Read a few comic books -- notably the Sub-Mariner and Captain America number 1s, part of the Marvel's 70-year celebration, and Captain America: Theater of War / Brothers in Arms. I'm a Captain America fan (if you don't know that, you haven't been paying attention), but anytime Paul Jenkins writes him, I grit my teeth. Jenkins has got poorly veiled political views, and while I think he's a phenomenal writer, at times he Chuck Austen's his biases inappropriately on a character. His last Cap book was phenomenal, and this one was pretty good, though his biases showed through a few times, which for me is irritating by itself, but it hurt the flow of the book, so there were creative impacts. Still a worthwhile read, and Jenkins does raise some important stuff. There are also some good panel layouts in the book.

Then it was breakfast with my incredible family. Great food, coffee, and mealtime silliness, followed by running around too soon after eating too much, and some focused Flintstones re-enactments.

######

* Given instruction 1:
Reproduce the blog post about comic books and a family breakfast word for word.
The blog post and the entries come from unrelated sources.

* Supplied records:
######

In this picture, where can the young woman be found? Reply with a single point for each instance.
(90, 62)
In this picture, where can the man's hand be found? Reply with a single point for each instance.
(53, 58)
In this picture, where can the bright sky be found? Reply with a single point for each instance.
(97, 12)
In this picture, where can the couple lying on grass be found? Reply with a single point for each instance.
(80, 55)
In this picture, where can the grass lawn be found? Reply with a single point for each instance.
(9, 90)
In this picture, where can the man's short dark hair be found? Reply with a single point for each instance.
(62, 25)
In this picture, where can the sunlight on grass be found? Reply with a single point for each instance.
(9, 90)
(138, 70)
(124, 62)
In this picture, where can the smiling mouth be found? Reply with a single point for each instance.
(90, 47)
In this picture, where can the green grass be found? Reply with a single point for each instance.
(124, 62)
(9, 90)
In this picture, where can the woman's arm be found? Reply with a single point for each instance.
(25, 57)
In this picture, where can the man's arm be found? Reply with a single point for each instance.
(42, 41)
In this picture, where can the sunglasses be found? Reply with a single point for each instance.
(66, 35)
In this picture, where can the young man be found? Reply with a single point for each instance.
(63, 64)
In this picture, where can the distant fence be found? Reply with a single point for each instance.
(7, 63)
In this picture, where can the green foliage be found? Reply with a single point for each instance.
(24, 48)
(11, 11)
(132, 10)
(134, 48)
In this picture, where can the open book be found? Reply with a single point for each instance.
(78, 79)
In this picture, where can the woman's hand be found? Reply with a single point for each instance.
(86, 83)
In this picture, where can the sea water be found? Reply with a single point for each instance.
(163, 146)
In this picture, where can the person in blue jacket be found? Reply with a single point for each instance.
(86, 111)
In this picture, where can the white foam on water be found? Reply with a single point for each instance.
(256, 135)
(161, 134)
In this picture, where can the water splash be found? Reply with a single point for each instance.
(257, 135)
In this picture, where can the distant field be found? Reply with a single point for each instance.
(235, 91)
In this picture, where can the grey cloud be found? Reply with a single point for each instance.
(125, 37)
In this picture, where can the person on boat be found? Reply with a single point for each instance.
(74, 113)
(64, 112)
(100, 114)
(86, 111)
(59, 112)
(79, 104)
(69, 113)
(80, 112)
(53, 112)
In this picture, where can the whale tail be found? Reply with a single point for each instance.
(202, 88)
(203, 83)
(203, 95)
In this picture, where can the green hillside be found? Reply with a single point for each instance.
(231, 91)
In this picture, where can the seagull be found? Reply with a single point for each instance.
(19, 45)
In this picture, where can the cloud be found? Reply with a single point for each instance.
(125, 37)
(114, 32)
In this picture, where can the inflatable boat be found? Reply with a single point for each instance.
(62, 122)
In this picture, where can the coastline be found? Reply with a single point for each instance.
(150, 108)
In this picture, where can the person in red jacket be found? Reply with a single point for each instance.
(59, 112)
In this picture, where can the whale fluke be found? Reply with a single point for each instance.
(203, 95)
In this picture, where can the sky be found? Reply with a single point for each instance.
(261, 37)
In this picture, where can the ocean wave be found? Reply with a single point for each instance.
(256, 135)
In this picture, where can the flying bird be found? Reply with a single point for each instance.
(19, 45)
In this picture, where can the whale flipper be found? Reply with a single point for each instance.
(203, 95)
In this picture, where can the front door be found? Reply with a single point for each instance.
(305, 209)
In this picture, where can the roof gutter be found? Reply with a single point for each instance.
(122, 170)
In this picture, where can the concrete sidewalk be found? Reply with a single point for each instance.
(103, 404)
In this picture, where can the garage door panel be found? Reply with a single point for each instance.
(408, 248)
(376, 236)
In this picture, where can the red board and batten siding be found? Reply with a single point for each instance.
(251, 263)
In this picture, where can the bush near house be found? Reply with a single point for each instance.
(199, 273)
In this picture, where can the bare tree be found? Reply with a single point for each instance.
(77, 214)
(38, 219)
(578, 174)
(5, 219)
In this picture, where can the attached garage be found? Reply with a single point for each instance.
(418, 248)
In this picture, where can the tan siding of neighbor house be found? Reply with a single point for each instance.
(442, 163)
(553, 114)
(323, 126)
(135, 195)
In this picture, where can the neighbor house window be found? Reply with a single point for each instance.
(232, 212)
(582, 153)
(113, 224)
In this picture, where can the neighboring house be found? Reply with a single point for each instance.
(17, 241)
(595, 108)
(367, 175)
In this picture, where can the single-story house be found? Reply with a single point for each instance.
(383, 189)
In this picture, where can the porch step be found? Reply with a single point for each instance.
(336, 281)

######

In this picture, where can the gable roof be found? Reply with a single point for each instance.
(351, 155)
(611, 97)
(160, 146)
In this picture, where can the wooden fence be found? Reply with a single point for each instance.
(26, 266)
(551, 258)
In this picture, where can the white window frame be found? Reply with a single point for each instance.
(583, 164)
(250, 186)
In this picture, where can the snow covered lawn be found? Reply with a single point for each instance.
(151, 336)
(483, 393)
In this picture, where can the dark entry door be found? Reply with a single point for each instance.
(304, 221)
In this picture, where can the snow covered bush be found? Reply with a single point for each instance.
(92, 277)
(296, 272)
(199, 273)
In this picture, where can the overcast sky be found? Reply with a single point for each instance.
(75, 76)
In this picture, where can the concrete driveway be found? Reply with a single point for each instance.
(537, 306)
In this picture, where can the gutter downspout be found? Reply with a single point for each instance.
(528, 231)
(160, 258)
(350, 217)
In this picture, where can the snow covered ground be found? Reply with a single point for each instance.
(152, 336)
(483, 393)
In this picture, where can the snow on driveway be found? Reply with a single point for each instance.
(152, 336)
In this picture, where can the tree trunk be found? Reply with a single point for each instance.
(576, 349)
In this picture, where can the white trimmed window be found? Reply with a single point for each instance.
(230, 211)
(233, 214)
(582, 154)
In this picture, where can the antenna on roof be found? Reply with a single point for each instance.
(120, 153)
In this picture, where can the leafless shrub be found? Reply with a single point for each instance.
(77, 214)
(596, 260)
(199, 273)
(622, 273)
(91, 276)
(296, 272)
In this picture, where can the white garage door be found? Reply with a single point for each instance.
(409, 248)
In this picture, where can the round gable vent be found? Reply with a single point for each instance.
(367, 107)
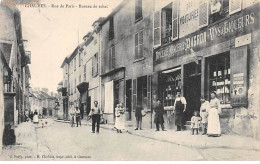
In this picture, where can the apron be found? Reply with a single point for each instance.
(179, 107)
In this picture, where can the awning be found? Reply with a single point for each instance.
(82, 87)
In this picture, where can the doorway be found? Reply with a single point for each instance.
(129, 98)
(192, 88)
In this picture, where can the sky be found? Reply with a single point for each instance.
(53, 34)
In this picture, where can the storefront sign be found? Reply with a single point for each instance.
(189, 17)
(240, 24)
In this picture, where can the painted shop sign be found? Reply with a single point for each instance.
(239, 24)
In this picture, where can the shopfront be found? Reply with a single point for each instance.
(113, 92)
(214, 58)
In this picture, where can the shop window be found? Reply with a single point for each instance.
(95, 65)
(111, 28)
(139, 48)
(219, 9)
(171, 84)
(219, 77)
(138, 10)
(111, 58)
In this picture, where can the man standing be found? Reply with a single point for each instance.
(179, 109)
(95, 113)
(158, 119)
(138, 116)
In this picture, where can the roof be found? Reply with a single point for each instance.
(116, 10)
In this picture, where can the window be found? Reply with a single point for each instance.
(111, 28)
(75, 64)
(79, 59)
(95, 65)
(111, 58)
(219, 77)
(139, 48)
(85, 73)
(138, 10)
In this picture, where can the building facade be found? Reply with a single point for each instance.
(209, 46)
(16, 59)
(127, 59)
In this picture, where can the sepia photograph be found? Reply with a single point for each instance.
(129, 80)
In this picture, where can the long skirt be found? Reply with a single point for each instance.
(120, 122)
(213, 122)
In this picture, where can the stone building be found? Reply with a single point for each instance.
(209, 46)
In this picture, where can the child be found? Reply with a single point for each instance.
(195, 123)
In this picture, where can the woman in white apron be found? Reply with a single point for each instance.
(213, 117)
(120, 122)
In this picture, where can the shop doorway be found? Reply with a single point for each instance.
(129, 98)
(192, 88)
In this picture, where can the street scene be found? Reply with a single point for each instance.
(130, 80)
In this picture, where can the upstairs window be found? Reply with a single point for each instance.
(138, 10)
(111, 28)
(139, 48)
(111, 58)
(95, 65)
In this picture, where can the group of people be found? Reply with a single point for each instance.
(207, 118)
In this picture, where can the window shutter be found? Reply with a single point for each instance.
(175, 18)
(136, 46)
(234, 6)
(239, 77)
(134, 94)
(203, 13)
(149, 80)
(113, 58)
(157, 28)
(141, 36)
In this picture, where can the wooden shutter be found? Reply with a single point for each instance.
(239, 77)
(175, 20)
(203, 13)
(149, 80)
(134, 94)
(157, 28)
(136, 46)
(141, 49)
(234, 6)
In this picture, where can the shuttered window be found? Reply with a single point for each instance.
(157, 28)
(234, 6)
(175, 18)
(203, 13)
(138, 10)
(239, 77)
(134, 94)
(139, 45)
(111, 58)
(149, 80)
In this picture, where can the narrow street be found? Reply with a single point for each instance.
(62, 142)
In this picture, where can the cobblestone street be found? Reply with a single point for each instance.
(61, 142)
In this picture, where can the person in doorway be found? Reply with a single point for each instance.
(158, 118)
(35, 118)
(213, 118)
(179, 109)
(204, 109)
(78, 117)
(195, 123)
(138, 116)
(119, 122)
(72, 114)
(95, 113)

######

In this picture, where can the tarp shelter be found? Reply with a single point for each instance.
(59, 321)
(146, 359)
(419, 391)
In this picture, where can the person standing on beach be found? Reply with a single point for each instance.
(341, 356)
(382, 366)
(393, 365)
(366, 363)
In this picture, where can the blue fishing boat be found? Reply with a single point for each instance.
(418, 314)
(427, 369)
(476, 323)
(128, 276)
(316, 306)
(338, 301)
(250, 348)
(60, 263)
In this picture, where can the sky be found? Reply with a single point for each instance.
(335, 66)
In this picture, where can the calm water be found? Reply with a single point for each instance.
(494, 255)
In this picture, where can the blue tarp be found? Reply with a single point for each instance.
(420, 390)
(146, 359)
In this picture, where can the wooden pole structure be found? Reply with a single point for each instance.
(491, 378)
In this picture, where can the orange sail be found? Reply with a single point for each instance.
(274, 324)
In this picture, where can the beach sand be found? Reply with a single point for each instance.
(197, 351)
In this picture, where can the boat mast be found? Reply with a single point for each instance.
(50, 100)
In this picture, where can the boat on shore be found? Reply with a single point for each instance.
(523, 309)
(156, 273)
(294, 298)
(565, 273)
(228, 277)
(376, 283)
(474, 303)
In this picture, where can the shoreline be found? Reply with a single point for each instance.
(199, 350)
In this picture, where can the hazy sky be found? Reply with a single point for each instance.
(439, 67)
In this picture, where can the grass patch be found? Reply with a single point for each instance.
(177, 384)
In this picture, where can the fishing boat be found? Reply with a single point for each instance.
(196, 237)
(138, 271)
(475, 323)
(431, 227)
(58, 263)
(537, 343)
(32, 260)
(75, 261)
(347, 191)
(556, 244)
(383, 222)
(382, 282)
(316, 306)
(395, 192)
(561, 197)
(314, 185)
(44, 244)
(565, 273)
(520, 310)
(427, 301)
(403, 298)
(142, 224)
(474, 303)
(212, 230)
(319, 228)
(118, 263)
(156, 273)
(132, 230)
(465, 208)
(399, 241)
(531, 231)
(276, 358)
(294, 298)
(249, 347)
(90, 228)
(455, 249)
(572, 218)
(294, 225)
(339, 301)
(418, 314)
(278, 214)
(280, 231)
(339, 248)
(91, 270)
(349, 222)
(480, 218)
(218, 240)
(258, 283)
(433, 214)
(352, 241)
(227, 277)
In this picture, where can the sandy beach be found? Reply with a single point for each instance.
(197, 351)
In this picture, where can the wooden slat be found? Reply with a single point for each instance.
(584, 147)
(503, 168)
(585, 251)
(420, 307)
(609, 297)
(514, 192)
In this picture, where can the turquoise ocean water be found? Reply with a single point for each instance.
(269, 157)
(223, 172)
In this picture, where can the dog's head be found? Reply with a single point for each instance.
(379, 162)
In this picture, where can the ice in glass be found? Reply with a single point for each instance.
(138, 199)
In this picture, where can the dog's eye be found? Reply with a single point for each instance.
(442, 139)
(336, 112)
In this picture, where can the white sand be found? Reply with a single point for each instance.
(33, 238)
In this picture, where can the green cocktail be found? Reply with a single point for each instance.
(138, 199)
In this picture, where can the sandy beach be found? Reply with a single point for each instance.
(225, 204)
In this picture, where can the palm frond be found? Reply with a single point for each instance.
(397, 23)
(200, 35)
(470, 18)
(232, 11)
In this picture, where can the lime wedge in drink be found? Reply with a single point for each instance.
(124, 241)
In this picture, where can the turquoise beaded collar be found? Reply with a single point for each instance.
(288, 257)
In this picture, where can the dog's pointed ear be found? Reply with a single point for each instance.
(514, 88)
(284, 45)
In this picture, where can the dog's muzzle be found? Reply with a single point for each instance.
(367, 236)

######

* Given instruction 2:
Copy out each line of the entries that contains the word "building".

* Correct result 1:
Read a few comic books -- notably the Sub-Mariner and Captain America number 1s, part of the Marvel's 70-year celebration, and Captain America: Theater of War / Brothers in Arms. I'm a Captain America fan (if you don't know that, you haven't been paying attention), but anytime Paul Jenkins writes him, I grit my teeth. Jenkins has got poorly veiled political views, and while I think he's a phenomenal writer, at times he Chuck Austen's his biases inappropriately on a character. His last Cap book was phenomenal, and this one was pretty good, though his biases showed through a few times, which for me is irritating by itself, but it hurt the flow of the book, so there were creative impacts. Still a worthwhile read, and Jenkins does raise some important stuff. There are also some good panel layouts in the book.

Then it was breakfast with my incredible family. Great food, coffee, and mealtime silliness, followed by running around too soon after eating too much, and some focused Flintstones re-enactments.

* Correct result 2:
In this picture, where can the building facade be found? Reply with a single point for each instance.
In this picture, where can the stone building be found? Reply with a single point for each instance.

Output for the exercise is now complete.